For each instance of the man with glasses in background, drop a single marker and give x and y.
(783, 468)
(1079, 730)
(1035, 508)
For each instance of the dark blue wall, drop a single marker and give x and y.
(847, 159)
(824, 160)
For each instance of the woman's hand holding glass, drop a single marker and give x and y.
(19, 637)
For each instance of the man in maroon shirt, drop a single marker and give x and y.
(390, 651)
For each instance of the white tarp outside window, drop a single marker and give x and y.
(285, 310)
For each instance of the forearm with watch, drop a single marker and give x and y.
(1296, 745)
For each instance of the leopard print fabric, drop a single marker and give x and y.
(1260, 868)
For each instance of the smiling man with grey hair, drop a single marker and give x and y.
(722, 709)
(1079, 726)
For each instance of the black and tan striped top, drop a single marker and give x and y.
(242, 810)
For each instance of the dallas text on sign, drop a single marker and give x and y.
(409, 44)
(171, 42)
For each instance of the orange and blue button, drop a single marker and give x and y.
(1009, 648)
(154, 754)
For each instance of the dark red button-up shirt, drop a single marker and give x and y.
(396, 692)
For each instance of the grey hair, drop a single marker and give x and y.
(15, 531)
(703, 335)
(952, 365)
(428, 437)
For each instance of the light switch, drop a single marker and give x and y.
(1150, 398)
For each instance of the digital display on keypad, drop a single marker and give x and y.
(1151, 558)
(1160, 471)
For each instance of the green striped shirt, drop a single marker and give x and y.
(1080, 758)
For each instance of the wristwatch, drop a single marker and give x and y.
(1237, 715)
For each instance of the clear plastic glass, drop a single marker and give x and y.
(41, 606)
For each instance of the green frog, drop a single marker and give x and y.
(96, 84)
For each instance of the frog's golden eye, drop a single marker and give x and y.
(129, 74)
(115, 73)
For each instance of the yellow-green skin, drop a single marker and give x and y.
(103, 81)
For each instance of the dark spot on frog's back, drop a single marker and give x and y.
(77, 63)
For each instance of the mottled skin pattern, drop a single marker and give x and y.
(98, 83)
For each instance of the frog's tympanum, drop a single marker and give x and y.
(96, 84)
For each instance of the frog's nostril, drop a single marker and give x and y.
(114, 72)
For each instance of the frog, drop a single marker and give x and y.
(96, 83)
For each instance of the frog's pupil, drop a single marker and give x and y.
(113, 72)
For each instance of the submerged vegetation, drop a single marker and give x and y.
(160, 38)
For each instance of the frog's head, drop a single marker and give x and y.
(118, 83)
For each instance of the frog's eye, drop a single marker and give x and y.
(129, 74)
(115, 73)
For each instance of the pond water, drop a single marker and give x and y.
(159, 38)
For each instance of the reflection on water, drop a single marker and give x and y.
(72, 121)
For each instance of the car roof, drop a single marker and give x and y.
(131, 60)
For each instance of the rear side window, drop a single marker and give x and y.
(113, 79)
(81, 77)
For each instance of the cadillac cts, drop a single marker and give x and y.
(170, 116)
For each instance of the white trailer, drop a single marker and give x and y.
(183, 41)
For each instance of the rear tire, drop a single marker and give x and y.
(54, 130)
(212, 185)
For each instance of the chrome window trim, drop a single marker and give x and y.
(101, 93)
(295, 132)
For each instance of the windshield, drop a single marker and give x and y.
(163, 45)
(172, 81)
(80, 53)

---+---

**REQUIREMENTS:** Repeat the lines from the one containing "For each instance of the submerged" through the end of the listing, exactly and without any other lines; both ends are included.

**RESULT OF THE TASK:**
For each instance of the submerged vegetation, drop a single marker and give x and y.
(160, 38)
For each instance of the frog's head, drop a single marker and give x and y.
(118, 83)
For each instance of the frog's eye, drop a single marker and give x and y.
(129, 74)
(115, 73)
For each instance of the pond water, drop a single marker and give x and y.
(159, 38)
For each instance of the reflection on water, drop a single marker and give x and y.
(72, 121)
For each instance of the car roof, drop a single marker and give x and y.
(131, 60)
For each instance of the rear side window, drop a single marker and give x and y.
(113, 79)
(81, 77)
For each instance of the cadillac cts, drop a single marker and give x and y.
(170, 116)
For each instance of the white trailer, drop a single marker and give x and y.
(183, 41)
For each instance of the rear tire, drop a single marker and give x and y.
(54, 130)
(212, 185)
For each instance of the chrome window trim, drop a single marker and give x and y.
(101, 93)
(295, 132)
For each instance of the windshield, drop a single marker and give x and y.
(163, 45)
(172, 81)
(80, 53)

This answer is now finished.